WORK INSTRUCTION: Return the records exactly, keeping every line as it is.

Records from a data source:
※ ※ ※

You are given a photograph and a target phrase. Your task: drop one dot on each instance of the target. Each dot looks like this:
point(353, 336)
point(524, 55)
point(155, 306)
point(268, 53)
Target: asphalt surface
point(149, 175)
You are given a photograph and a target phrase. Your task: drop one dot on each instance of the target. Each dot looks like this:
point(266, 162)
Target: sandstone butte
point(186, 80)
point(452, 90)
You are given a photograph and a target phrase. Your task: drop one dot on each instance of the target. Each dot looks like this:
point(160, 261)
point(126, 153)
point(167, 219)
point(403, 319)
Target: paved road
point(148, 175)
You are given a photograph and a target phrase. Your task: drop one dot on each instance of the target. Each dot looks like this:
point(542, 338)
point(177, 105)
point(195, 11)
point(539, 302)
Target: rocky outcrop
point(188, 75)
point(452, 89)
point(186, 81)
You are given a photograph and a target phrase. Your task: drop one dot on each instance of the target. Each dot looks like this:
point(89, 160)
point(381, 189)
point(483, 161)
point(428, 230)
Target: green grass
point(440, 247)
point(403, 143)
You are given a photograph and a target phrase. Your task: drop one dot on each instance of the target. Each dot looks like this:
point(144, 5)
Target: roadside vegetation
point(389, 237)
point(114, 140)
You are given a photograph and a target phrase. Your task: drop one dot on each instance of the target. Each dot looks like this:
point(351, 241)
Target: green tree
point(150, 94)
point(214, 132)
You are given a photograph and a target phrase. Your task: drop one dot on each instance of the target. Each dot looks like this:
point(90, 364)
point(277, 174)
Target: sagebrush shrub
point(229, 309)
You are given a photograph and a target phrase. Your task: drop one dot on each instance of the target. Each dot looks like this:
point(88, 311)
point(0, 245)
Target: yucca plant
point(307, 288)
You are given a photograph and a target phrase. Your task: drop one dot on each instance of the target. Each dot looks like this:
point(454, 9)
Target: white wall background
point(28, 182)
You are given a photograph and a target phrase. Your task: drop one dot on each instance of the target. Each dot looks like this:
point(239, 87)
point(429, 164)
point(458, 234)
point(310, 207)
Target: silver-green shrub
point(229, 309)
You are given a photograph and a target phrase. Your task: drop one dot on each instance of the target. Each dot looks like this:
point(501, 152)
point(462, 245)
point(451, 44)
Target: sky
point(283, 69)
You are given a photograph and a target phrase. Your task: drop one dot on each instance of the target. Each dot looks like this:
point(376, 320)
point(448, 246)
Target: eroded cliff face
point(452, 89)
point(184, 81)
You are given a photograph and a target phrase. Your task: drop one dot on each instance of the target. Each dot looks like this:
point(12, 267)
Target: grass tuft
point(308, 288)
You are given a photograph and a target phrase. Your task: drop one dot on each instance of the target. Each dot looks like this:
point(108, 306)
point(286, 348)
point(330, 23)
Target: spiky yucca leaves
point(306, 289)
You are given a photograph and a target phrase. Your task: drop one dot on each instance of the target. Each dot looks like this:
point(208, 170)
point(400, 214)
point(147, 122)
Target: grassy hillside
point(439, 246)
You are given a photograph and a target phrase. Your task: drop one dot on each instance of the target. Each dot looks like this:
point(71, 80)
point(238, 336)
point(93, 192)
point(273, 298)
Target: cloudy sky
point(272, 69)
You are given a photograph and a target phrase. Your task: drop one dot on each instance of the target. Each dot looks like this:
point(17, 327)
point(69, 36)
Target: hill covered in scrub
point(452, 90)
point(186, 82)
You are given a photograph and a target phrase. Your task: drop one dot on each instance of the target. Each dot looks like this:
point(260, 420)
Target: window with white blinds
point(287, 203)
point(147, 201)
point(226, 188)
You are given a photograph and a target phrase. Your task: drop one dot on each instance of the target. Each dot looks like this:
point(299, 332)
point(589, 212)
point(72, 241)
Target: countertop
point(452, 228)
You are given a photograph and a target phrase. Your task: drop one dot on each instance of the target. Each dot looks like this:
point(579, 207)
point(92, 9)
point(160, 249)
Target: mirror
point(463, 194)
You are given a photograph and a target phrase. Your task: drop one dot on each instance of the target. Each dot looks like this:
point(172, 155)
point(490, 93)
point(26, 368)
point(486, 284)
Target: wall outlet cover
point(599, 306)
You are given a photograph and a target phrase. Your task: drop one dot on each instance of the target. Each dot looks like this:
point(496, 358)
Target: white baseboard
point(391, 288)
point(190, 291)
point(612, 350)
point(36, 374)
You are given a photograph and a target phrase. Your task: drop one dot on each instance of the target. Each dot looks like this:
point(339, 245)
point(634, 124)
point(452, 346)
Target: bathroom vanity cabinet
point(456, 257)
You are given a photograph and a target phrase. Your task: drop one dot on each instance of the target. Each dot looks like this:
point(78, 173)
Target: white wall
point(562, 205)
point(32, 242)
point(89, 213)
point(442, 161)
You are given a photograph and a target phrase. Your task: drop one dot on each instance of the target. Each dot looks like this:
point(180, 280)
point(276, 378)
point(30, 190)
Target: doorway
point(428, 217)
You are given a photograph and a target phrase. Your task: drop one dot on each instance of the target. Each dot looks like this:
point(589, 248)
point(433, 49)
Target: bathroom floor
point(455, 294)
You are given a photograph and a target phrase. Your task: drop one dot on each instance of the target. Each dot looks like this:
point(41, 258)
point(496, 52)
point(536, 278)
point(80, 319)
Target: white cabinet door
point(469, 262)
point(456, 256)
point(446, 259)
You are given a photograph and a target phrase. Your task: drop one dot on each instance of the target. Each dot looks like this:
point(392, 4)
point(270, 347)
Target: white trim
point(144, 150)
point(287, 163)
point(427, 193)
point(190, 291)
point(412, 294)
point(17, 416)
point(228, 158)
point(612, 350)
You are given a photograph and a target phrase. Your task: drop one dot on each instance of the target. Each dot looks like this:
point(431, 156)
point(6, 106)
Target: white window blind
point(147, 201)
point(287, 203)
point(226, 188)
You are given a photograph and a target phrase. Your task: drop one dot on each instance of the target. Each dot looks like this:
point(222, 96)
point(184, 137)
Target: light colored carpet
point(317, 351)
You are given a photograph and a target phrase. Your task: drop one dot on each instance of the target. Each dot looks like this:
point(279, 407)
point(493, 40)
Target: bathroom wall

※ ※ ※

SOLUTION TO THE PROBLEM:
You are given a photograph and a target phrase. Your task: drop one dot on each instance of the target. Each dot looks like this:
point(353, 336)
point(524, 55)
point(155, 306)
point(268, 53)
Target: asphalt surface
point(149, 175)
You are given a photograph and a target phrase. Your task: drop one dot on each instance of the target. Each dot looks like this:
point(266, 162)
Target: sandstone butte
point(186, 80)
point(452, 90)
You are given a photograph and a target phrase. Your task: drop one dot on each instance of the target. Each dot looks like this:
point(160, 261)
point(126, 153)
point(167, 219)
point(403, 319)
Target: paved road
point(148, 175)
You are given a photograph and a target phrase. Your task: drop one dot on each instance of the target. Each dot looks like this:
point(542, 338)
point(177, 105)
point(195, 11)
point(539, 302)
Target: rocky outcrop
point(188, 75)
point(452, 89)
point(186, 81)
You are given a photograph and a target phrase. Your task: drop one dot on each instance of the target. Each dot looks like this:
point(89, 160)
point(381, 189)
point(483, 161)
point(428, 230)
Target: green grass
point(440, 247)
point(403, 143)
You are given a photograph and a target phrase. Your task: drop one dot on each instance of the target. Each dot looks like this:
point(144, 5)
Target: roadside vegetation
point(389, 237)
point(114, 140)
You are given a photograph and a target phrase. Your task: drop one dot on each instance of the target. Each dot looks like this:
point(351, 241)
Target: green tree
point(150, 94)
point(214, 132)
You are given a photograph and a target phrase. Your task: drop one dot on each instance of the target. Each dot looks like this:
point(90, 364)
point(277, 174)
Target: sagebrush shrub
point(229, 309)
You are given a photograph and a target phrase. Your task: drop one dot on each instance of the target. Each dot looks like this:
point(88, 311)
point(0, 245)
Target: yucca plant
point(307, 288)
You are given a photograph and a target phrase. Your task: drop one dot on each instance of the target. Each dot looks like this:
point(454, 9)
Target: white wall background
point(28, 182)
You are given a photograph and a target phrase. Your task: drop one dot on each instance of the target. Each dot looks like this:
point(239, 87)
point(429, 164)
point(458, 234)
point(310, 207)
Target: silver-green shrub
point(229, 309)
You are given a photograph and a target phrase. Your task: drop one dot on each instance of the target. Each dot looks like this:
point(501, 152)
point(462, 245)
point(451, 44)
Target: sky
point(283, 69)
You are given a photograph and a target phrase. Your task: drop one dot on each instance of the target. Each dot looks like this:
point(376, 320)
point(448, 246)
Target: eroded cliff face
point(452, 89)
point(184, 81)
You are given a photograph and a target phrase. Your task: drop one dot on each instance of the target. Each dot looks like this:
point(12, 267)
Target: grass tuft
point(308, 288)
You are given a photograph and a target phrase. Your task: drop one dot on each instance of the target. Each dot looks like this:
point(108, 306)
point(286, 348)
point(330, 23)
Target: spiky yucca leaves
point(306, 289)
You are given a photograph and a target phrase. Your task: drop one dot on each instance of the target. Each dot looks like this:
point(208, 170)
point(400, 214)
point(147, 122)
Target: grassy hillside
point(439, 246)
You are given a photograph and a target phrase. Your task: drop one dot on each instance of the target. Each dot looks like this:
point(71, 80)
point(238, 336)
point(93, 192)
point(273, 298)
Target: cloudy sky
point(272, 69)
You are given a photograph and a target phrase. Your task: drop one dot on each instance of the target. Each dot looks like this:
point(17, 327)
point(69, 36)
Target: hill covered in scrub
point(452, 90)
point(186, 82)
You are given a photograph and a target phrase. Your task: drop one dot on each instance of the target. Each dot looks like this:
point(260, 420)
Target: window with white blinds
point(287, 203)
point(147, 201)
point(226, 188)
You are given a photograph and a target phrase. Your task: drop one dot on each instance of the target. Each dot looks like this:
point(299, 332)
point(589, 212)
point(72, 241)
Target: countertop
point(452, 228)
You are given a photograph and a target phrase. Your task: drop one dot on each instance of the target. Each dot looks like this:
point(579, 207)
point(92, 9)
point(160, 249)
Target: mirror
point(463, 194)
You are given a photograph and a target phrase. Your task: drop one dot on each instance of the target. Each dot looks like this:
point(172, 155)
point(490, 93)
point(26, 368)
point(486, 284)
Target: wall outlet cover
point(599, 306)
You are given a photograph and a target phrase. Your task: drop one dot on each instance of the target. Each dot looks like this:
point(496, 358)
Target: white baseboard
point(391, 288)
point(190, 291)
point(612, 350)
point(36, 374)
You are given a photograph and a target phrase. Your task: drop one dot on each instance of the target. Each dot looks like this:
point(339, 245)
point(634, 124)
point(452, 346)
Target: bathroom vanity cabinet
point(456, 257)
You are given a photograph and a target phrase. Your task: drop one dot on each instance of the target. Each dot looks like this:
point(78, 173)
Target: white wall
point(562, 205)
point(32, 242)
point(89, 213)
point(442, 161)
You are given a photograph and a target phrase. Your task: drop one dot on each instance of the target. Each dot looks like this:
point(180, 280)
point(276, 378)
point(30, 190)
Target: doorway
point(428, 217)
You are given a photograph and a target phrase. Your task: drop one dot on each instance of the target. Each dot looks like this:
point(589, 248)
point(433, 49)
Target: bathroom floor
point(455, 294)
You are given a photograph and a target phrase. Your task: drop one dot on each instance of the target. Each dot looks like this:
point(41, 258)
point(496, 52)
point(536, 278)
point(80, 319)
Target: white cabinet door
point(469, 262)
point(456, 256)
point(446, 259)
You are given a photograph and a target phrase. Your task: drop one dot on each instance of the target. Each dot looks like this:
point(392, 4)
point(270, 347)
Target: white trim
point(144, 150)
point(287, 163)
point(427, 193)
point(190, 291)
point(412, 294)
point(17, 416)
point(228, 158)
point(612, 350)
You are given a photograph and a target phrase. Your task: drop one dot on each instance of the target. Each dot looks like this:
point(431, 156)
point(6, 106)
Target: white window blind
point(147, 201)
point(287, 203)
point(226, 188)
You are given a photograph and a target phrase. Your task: drop one dot on each instance of the target. Each dot looks like this:
point(222, 96)
point(184, 137)
Target: light colored carpet
point(317, 351)
You are given a photograph and a target phrase. Your task: drop one dot on each instance of the target. Each dot looks like this:
point(279, 407)
point(493, 40)
Target: bathroom wall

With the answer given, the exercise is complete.